>> Start Rows

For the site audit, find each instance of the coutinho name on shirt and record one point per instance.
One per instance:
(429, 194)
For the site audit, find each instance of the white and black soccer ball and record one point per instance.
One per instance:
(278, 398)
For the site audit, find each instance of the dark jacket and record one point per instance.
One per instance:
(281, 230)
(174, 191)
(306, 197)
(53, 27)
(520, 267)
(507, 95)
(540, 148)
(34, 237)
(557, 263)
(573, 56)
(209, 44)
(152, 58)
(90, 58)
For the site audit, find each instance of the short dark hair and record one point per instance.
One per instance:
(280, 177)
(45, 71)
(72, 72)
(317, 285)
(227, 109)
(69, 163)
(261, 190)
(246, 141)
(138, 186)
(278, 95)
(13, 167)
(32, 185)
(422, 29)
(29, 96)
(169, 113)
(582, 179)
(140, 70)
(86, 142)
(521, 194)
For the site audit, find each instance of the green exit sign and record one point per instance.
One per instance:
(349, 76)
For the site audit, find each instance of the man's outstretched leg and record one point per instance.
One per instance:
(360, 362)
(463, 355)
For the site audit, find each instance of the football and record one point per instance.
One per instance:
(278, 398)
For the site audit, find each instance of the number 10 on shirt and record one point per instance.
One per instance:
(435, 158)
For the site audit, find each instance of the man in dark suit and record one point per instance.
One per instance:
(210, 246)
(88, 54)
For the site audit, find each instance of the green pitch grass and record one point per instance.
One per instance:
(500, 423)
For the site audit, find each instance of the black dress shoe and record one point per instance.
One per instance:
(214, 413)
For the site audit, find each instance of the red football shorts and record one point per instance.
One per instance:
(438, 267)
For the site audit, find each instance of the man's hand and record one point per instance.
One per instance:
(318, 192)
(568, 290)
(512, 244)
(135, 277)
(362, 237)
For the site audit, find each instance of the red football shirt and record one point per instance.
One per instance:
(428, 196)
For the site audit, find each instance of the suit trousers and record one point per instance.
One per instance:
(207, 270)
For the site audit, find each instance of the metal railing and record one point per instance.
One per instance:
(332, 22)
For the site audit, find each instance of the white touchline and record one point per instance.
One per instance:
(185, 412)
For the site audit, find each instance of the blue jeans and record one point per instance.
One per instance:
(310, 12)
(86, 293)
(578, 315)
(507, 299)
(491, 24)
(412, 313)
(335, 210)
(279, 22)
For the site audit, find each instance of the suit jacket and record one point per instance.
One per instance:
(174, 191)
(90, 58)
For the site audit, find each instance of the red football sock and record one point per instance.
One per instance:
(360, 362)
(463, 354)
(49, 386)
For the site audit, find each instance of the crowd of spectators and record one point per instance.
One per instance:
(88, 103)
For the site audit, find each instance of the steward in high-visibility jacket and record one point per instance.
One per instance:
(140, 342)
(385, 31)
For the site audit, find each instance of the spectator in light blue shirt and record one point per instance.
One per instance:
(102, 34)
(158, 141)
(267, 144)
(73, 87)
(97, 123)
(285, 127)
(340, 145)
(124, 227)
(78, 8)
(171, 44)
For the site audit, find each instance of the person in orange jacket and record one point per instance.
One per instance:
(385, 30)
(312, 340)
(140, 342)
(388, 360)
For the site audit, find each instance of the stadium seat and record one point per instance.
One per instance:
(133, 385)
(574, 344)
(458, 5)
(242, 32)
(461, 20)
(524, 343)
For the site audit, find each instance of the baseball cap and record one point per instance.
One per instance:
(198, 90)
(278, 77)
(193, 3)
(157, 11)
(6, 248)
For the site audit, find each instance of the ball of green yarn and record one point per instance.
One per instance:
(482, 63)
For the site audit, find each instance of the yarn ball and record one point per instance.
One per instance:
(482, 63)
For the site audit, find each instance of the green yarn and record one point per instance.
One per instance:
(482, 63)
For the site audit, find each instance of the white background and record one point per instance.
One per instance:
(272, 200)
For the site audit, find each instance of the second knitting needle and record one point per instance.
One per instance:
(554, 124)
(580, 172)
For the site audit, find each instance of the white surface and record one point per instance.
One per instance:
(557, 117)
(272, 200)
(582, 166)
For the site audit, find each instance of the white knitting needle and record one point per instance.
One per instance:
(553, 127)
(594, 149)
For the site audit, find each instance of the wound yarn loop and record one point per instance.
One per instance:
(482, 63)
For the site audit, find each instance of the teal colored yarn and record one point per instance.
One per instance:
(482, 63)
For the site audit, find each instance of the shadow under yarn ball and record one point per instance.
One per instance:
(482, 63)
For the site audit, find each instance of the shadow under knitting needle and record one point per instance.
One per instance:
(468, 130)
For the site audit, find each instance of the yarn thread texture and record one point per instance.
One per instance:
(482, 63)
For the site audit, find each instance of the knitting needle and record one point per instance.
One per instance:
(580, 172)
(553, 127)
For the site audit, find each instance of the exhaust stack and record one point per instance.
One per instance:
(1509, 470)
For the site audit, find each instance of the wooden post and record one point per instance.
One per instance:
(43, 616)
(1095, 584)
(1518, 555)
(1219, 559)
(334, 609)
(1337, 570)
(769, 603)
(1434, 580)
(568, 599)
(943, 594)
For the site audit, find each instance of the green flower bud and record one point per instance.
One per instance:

>> End Rows

- **Goal**
Extract every line of the data above and reproduce each one word for word.

- **Result below**
For the site audit, find each instance of the coutinho name on shirt and record one point per instance.
One per instance:
(429, 194)
For the site audit, find each instance of the white and black soccer ball and record one point per instance.
One per instance:
(278, 398)
For the site audit, find each instance of the dark jacket and record one point per instance.
One per instance:
(281, 230)
(174, 191)
(306, 197)
(53, 27)
(520, 267)
(507, 95)
(540, 148)
(34, 237)
(557, 263)
(573, 56)
(209, 44)
(152, 58)
(90, 58)
For the site audit, find each instance of the short dark hair and record one point per instance.
One per instance:
(280, 177)
(45, 71)
(72, 72)
(317, 285)
(227, 109)
(69, 163)
(261, 190)
(246, 141)
(138, 186)
(278, 95)
(13, 167)
(32, 185)
(422, 29)
(29, 96)
(169, 113)
(582, 179)
(140, 70)
(86, 142)
(521, 194)
For the site audit, find each instance of the green exit sign and record one point per instance.
One per instance:
(349, 76)
For the site audit, find each instance of the man's outstretched leg and record one point per instance.
One per instance:
(360, 362)
(463, 355)
For the site audit, find each instance of the football and record one point per instance.
One per instance:
(278, 398)
For the site audit, find each instance of the number 10 on shirt and record one point per instance.
One per instance:
(435, 158)
For the site audit, find each instance of the man in dark suit and record one point per instance.
One per instance:
(210, 246)
(88, 54)
For the site audit, find each instance of the green pitch grass and record one point per instance.
One per instance:
(500, 423)
For the site audit, find each instance of the black dress shoe and record one point per instance.
One per instance:
(214, 413)
For the site audit, find each instance of the red football shorts and record one point per instance.
One per instance:
(438, 267)
For the site audit, find each instance of the man's hand and record one point per instance.
One per instance:
(318, 192)
(568, 290)
(512, 244)
(135, 277)
(362, 237)
For the site audit, find each instance of the red football shirt and record one point per instance.
One per instance:
(428, 196)
For the site audit, find each instance of the suit trousers and record one point per instance.
One per instance:
(207, 270)
For the site audit, find each instance of the metal railing and record one point per instance.
One per instance:
(332, 22)
For the site audit, find each instance of the white touchline and record one point per instance.
One per instance:
(185, 412)
For the site audit, find each instance of the blue jeans and record one point per instance.
One per instance:
(310, 12)
(86, 293)
(578, 315)
(507, 299)
(491, 24)
(412, 313)
(335, 210)
(279, 22)
For the site audit, find each instance of the suit jacket and record one point per instance.
One per instance:
(174, 191)
(90, 58)
For the site audit, find each instance of the red football sock and record one point per instance.
One per instance:
(360, 362)
(463, 354)
(49, 386)
For the site audit, find each instance of the crowd of spectators and record one point per instance.
One per instance:
(88, 103)
For the site audit, find each instance of the steward in high-visibility jacket and record one point per instance.
One per instance:
(140, 342)
(385, 31)
For the site audit, find each instance of the spectator in light blue shirt and record one point per instance.
One per instance:
(102, 34)
(158, 141)
(267, 144)
(73, 87)
(97, 123)
(285, 127)
(340, 145)
(124, 227)
(78, 8)
(171, 44)
For the site audit, find each instance of the person in orange jacket and record one point per instance.
One per instance:
(385, 30)
(312, 340)
(140, 342)
(388, 360)
For the site audit, find each instance of the stadium seat and record one point per instance.
One per instance:
(133, 385)
(574, 344)
(458, 5)
(242, 32)
(461, 20)
(524, 343)
For the site audit, find each instance of the baseball cap and record one point per instance.
One per instance:
(198, 90)
(278, 77)
(193, 3)
(157, 11)
(6, 248)
For the site audit, find each instance of the ball of green yarn and record one point per instance.
One per instance:
(482, 63)
For the site audit, find each instance of the yarn ball and record one point per instance.
One per instance:
(482, 63)
For the site audit, find each instance of the green yarn and record one point per instance.
One per instance:
(482, 63)
For the site audit, find each instance of the white background and record one point per instance.
One per instance:
(272, 200)
For the site audit, find each instance of the second knitting needle and record one point per instance.
One per instance:
(554, 124)
(580, 172)
For the site audit, find each instance of the white surface and record one point per instance.
One per instance:
(557, 117)
(272, 200)
(582, 166)
For the site audit, find each instance of the white knitting needle and record one point per instance.
One per instance:
(553, 127)
(594, 149)
For the site audit, find each instance of the wound yarn loop and record one point per instance.
One per instance:
(482, 63)
For the site audit, find each instance of the teal colored yarn and record one point per instance.
One per instance:
(482, 63)
For the site audit, find each instance of the shadow under yarn ball and record one point per instance.
One per instance:
(482, 63)
For the site audit, find each instance of the shadow under knitting needle and record one point per instance.
One per instance:
(468, 130)
For the site audit, find each instance of the yarn thread texture and record one point per instance.
One per instance:
(482, 63)
For the site audit, find each instance of the knitting needle and record one point per instance.
One per instance:
(580, 172)
(553, 127)
For the site audit, find each instance of the exhaust stack and record one point per instance.
One per instance:
(1509, 470)
For the site audit, find each instance of the wooden post and record one point per instance.
One per instance:
(43, 616)
(1095, 584)
(1518, 555)
(1219, 559)
(334, 609)
(1337, 570)
(769, 603)
(1434, 580)
(568, 599)
(943, 594)
For the site audit, find each instance of the green flower bud and record one point per instance.
One per instance:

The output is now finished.